Or Heidegger n’apparaît pas, même en « non-nazi », comme un théoricien. C’est un penseur d’une certaine manière « trans-philosophique », certains de ses lecteurs associant à cette qualité le fait qu’il aurait, en critiquant et en déconstruisant la métaphysique, critiquer les fondements de tous les totalitarismes y compris celui de la technique.
Pour être un théoricien nazi il faut satisfaire à plusieurs critères, des plus « basiques » aux plus sophistiqués.
1. Savoir écrire et parler plutôt que de se battre militairement ou même « gouverner ».
Heidegger satisfait à l’évidence à ce premier critère : c’est un homme de lettres et, qui plus est, de renom. Ce dernier trait est essentiel pour la constitution de Heidegger, par Heidegger lui-même, en théoricien nazi.
2. Etre le transmetteur des « idéaux » nazis.

_ _ _

— Tâches à réaliser —
- a) Recopiez le passage sur Heidegger depuis « 1. Savoir écrire » jusqu'à « en théoricien nazi. » inclus.
- b) Répondez à ces questions sur le passage consacré à Heidegger :
(i) Quel est le premier critère pour être un théoricien nazi ?
(ii) Quel trait de Heidegger le passage juge-t-il essentiel pour sa constitution en théoricien nazi ?
(iii) Selon certains lecteurs, qu'aurait critiqué Heidegger en déconstruisant la métaphysique ?
- c) Poursuivez le passage sur Heidegger à partir du point où il s'arrête.

_ _ _

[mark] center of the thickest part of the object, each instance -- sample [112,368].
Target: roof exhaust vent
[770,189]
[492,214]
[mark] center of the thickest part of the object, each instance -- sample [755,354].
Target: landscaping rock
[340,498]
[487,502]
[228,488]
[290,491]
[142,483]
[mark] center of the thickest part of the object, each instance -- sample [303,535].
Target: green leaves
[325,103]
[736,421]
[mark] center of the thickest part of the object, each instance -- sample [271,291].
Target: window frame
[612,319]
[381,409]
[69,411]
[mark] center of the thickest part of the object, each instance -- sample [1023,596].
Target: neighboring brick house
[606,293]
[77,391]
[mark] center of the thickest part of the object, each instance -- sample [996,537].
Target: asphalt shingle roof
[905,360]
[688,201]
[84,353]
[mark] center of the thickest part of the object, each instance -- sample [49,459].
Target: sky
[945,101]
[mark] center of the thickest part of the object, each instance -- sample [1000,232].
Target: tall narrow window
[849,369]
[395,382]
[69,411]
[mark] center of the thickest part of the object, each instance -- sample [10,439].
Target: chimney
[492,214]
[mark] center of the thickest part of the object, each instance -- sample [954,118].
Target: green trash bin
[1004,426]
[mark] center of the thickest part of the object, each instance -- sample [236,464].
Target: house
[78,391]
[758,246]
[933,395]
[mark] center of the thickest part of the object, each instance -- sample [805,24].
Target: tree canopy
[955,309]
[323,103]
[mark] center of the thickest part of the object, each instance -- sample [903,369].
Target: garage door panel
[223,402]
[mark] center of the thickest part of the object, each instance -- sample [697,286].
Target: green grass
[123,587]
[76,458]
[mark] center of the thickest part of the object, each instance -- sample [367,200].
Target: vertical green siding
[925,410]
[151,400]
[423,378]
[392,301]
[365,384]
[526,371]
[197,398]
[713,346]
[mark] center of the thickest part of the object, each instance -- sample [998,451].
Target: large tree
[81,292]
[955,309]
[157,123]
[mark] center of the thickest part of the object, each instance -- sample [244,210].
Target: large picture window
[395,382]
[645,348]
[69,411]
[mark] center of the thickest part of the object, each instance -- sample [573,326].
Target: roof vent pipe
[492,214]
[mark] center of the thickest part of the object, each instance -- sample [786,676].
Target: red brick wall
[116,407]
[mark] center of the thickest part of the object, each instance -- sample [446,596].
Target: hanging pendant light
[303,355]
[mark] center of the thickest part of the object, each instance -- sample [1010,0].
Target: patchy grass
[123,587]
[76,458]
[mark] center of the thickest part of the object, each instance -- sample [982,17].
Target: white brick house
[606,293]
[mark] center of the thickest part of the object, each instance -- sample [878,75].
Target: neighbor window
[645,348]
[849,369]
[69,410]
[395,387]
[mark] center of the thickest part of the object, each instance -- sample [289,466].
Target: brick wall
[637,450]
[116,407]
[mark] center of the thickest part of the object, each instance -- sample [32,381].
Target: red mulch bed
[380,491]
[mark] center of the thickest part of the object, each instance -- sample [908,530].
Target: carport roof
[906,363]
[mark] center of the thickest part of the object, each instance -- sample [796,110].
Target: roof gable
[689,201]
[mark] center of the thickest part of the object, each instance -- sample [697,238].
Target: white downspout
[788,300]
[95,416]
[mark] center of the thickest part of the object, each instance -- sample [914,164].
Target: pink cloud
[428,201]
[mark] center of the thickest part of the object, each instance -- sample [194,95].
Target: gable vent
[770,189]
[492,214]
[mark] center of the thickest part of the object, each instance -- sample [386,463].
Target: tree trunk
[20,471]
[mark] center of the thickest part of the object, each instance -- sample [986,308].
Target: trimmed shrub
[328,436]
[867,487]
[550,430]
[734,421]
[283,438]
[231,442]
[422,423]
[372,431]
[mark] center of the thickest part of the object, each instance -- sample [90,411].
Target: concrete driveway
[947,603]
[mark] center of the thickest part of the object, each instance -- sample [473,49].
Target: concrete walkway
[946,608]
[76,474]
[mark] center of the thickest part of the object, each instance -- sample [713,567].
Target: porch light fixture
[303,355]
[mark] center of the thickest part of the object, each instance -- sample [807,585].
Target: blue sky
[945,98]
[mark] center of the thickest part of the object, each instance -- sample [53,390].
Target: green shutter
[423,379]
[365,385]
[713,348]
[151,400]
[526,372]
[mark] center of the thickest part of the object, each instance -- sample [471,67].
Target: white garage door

_ _ _

— Réponses aux tâches —
- a)
1. Savoir écrire et parler plutôt que de se battre militairement ou même « gouverner ».
Heidegger satisfait à l’évidence à ce premier critère : c’est un homme de lettres et, qui plus est, de renom. Ce dernier trait est essentiel pour la constitution de Heidegger, par Heidegger lui-même, en théoricien nazi.

- b)
(i) Savoir écrire et parler plutôt que de se battre militairement ou même « gouverner ».
(ii) Son renom d'homme de lettres.
(iii) Les fondements de tous les totalitarismes, y compris celui de la technique.

- c)
Le deuxième critère est l’objet d’une polémique décisive à la fois centrale et sans doute « éternelle pour longtemps ». Pour notre part le fait qu’il y ait matière à polémique est parfaitement cohérent, même si cela ne prouve encore rien, avec l’existence même d’une théorie heideggérienne du nazisme. Le contraire eût disqualifié cette théorie.
On ne peut ici trancher cette polémique. Donnons seulement comme exemple l’antisémitisme et le racisme. L’argument pro-heideggérien consiste à souligner le fait qu’il n’y a pas, en tous cas de manière développée, un discours raciste et antisémite chez Heidegger.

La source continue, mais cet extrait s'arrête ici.